TASK INSTRUCTIONS: Switch "separate" to "distinct" in everything from the line containing "Kindly give the mask of every instance of the leaf" down to the line containing "95L251 82L253 79L254" in the listing below. Give back only those lines, with nothing else changed.

MATERIAL PROVIDED:
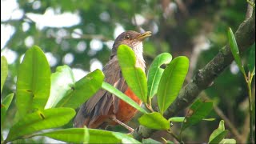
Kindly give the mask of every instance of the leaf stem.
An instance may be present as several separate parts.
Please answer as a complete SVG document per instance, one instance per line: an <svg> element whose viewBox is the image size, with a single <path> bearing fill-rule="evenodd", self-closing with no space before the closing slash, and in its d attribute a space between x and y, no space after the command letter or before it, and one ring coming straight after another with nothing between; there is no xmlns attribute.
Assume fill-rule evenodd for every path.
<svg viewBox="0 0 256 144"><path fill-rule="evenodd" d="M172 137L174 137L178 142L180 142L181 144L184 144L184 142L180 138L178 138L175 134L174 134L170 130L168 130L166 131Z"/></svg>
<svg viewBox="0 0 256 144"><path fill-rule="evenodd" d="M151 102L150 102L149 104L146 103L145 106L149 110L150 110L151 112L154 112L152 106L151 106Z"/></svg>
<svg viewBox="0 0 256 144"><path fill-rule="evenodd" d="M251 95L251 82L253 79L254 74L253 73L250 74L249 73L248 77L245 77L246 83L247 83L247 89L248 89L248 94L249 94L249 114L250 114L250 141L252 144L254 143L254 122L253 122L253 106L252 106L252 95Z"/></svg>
---
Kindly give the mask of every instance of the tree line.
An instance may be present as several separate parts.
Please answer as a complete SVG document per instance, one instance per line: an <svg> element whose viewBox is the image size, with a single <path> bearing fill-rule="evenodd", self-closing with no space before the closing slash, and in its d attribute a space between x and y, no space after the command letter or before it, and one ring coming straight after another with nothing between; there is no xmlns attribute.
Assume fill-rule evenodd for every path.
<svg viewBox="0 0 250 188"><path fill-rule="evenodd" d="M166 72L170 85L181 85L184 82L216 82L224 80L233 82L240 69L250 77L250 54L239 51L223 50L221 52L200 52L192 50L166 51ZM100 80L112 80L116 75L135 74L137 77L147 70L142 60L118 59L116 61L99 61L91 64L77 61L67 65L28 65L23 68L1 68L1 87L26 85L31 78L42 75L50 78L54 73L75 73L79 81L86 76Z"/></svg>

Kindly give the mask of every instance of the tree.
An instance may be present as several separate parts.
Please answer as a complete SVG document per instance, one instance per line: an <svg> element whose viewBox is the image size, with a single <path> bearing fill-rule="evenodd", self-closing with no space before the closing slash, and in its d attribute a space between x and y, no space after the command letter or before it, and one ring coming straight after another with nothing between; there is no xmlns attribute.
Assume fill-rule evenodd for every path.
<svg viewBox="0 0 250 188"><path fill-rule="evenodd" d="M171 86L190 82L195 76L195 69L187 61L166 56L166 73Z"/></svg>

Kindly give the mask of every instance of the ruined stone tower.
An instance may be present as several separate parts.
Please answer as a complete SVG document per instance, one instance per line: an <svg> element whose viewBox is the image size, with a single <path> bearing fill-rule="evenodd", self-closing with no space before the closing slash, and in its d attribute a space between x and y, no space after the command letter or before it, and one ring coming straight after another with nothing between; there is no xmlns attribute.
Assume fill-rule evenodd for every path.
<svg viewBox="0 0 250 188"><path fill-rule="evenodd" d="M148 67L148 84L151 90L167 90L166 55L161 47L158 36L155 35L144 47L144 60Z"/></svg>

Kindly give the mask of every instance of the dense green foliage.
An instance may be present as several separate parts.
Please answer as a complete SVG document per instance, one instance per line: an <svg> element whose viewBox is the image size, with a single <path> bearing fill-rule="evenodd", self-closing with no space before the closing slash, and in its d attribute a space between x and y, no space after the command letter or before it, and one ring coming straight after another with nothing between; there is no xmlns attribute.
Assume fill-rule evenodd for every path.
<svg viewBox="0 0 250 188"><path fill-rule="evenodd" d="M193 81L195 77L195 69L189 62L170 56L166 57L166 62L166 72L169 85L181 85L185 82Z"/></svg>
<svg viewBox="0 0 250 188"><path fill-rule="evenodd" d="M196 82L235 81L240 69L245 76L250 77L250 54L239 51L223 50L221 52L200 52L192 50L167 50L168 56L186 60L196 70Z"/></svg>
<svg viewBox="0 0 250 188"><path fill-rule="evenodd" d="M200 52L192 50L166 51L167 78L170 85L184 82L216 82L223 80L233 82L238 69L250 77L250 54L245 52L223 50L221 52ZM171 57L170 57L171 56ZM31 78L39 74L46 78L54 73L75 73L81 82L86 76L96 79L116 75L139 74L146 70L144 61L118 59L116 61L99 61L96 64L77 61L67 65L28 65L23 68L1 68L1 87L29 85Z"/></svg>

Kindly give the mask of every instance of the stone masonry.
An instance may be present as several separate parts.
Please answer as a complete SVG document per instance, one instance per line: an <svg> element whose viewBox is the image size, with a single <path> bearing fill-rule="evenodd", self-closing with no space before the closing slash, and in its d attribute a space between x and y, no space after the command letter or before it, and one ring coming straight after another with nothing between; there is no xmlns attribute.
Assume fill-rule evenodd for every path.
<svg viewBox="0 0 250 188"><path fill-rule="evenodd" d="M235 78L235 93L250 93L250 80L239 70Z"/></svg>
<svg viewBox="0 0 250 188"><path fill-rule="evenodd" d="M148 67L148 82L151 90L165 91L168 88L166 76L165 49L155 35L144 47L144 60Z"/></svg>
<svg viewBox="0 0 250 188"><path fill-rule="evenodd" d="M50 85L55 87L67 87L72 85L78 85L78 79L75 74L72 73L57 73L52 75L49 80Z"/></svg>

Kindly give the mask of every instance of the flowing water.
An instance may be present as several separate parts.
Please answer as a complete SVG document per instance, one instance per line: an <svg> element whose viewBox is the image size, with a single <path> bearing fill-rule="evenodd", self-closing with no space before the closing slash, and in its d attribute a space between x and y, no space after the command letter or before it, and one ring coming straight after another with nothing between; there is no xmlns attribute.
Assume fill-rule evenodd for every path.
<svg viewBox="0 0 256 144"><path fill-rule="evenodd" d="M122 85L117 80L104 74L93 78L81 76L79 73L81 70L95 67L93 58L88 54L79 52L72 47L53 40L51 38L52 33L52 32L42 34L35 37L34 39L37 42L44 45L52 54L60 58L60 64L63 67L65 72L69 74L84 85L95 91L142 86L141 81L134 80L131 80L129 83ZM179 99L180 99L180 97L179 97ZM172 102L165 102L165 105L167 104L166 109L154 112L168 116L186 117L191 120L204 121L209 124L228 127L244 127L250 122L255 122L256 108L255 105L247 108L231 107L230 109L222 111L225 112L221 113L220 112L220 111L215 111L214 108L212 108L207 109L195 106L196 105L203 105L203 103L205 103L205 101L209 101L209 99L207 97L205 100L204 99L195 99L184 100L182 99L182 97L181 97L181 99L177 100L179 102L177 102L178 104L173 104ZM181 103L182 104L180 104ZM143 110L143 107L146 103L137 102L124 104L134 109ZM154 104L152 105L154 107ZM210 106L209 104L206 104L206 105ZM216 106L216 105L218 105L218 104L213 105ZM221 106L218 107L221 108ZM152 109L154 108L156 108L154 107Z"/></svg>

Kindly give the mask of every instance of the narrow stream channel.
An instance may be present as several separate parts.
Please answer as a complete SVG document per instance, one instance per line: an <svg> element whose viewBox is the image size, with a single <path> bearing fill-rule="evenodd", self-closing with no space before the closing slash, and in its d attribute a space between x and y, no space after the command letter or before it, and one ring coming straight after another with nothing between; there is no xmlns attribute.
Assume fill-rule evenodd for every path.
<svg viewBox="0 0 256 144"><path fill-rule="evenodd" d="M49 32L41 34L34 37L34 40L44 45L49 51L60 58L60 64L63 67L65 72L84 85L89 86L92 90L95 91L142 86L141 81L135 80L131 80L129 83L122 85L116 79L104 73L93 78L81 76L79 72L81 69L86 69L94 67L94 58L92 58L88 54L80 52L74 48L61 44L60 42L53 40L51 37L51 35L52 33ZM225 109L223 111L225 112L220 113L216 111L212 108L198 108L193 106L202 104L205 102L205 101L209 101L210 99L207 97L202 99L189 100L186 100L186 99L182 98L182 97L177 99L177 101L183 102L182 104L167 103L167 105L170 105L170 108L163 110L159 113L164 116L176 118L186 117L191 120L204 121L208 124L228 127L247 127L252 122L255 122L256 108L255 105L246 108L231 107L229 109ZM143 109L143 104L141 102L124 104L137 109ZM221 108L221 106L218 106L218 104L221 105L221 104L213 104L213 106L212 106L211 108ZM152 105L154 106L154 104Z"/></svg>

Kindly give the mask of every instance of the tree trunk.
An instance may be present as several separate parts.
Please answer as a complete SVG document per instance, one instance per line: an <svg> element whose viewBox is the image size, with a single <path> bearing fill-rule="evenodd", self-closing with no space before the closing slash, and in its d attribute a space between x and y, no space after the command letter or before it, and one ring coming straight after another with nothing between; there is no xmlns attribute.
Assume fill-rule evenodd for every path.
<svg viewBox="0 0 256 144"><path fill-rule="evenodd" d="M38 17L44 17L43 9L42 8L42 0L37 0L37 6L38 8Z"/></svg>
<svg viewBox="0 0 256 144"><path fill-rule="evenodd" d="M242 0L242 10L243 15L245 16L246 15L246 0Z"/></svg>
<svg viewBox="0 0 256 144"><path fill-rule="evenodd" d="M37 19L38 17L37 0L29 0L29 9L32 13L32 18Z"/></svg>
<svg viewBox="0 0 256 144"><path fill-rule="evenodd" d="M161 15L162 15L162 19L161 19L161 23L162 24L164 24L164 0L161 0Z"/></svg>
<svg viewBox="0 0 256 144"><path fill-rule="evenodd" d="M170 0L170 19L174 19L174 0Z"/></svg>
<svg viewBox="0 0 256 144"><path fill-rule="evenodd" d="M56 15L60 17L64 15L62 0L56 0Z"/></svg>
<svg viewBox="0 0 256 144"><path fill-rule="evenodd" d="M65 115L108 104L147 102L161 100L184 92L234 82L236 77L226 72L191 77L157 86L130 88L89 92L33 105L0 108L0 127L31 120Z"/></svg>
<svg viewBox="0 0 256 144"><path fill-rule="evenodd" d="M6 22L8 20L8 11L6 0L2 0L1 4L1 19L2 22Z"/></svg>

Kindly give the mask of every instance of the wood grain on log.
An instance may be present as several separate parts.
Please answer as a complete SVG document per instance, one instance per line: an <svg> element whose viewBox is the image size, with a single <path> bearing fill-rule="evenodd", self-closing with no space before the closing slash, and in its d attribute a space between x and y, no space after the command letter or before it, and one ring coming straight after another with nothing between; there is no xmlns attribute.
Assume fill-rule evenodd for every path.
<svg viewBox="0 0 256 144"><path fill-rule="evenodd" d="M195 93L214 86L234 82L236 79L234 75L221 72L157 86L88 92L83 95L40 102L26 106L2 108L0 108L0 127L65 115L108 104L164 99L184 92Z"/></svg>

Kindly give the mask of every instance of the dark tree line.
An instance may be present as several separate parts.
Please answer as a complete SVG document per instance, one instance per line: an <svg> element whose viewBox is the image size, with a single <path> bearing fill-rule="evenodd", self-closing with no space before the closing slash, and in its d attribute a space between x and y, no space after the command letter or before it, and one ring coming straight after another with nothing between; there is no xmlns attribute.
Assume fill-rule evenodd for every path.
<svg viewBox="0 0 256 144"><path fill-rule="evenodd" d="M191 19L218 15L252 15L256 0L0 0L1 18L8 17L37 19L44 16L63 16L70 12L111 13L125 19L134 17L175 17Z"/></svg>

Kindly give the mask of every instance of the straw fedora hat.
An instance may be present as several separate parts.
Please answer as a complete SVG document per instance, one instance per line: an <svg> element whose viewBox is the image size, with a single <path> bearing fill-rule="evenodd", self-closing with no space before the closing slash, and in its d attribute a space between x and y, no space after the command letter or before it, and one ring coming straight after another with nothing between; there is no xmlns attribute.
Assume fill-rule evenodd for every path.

COMPLETE ANSWER:
Kindly give the mask of every instance of the leaf stem.
An instance may be present as several distinct parts.
Please answer as a complete SVG document per instance, one instance per line: an <svg> element whose viewBox is the image size, with a single <path> bearing fill-rule="evenodd", self-closing with no space before the closing slash, and in its d attribute a space between x and y, no space after the command letter or before it, and one ring coming straight after another with nothing between; there is no xmlns attribute.
Assume fill-rule evenodd for every path.
<svg viewBox="0 0 256 144"><path fill-rule="evenodd" d="M172 137L174 137L178 142L180 142L181 144L184 144L184 142L180 138L178 138L175 134L174 134L170 130L168 130L166 131Z"/></svg>
<svg viewBox="0 0 256 144"><path fill-rule="evenodd" d="M151 102L150 102L149 104L146 103L145 106L149 110L150 110L151 112L154 112L152 106L151 106Z"/></svg>
<svg viewBox="0 0 256 144"><path fill-rule="evenodd" d="M251 95L251 82L253 79L254 74L253 73L250 74L249 73L248 77L245 77L246 83L247 83L247 89L248 89L248 94L249 94L249 114L250 114L250 141L252 144L254 143L254 122L253 122L253 106L252 106L252 95Z"/></svg>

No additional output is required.